▸ THE REQUEST
Render every line of the entries below as a Markdown table with the columns Row and Line. Number each row and leave out any blank lines.

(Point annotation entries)
══════════

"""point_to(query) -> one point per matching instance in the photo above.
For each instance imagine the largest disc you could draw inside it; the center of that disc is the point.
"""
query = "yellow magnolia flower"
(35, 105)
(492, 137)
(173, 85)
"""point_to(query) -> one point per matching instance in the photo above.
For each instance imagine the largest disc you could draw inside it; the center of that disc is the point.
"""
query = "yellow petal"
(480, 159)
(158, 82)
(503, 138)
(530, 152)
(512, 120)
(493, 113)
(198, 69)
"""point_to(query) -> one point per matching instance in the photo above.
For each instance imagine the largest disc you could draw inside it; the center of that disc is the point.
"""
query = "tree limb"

══════════

▸ TASK RESULT
| Row | Line |
|---|---|
| 1 | """point_to(query) -> one point per matching instance in the photo above. |
| 2 | For each instance imagine the largest disc you could draw inside it; the center of that disc is the point. |
| 3 | """ |
| 4 | query = "yellow magnolia flower" |
| 5 | (35, 105) |
| 6 | (492, 137) |
| 7 | (173, 85) |
| 8 | """point_to(query) -> one point per matching instance in the photo above. |
| 9 | For each instance imagine the largest disc you could draw inside it; the center of that disc is the point. |
| 10 | """ |
| 11 | query = "yellow petal" |
| 12 | (480, 159) |
| 13 | (158, 82) |
| 14 | (503, 138) |
| 15 | (530, 152) |
| 16 | (512, 120) |
| 17 | (493, 113) |
| 18 | (198, 69) |
| 19 | """point_to(query) -> one point per matching instance in the photo above. |
| 20 | For each instance imagine the largest disc you could draw inside it; the center of that disc is the point. |
| 21 | """ |
| 22 | query = "tree limb" |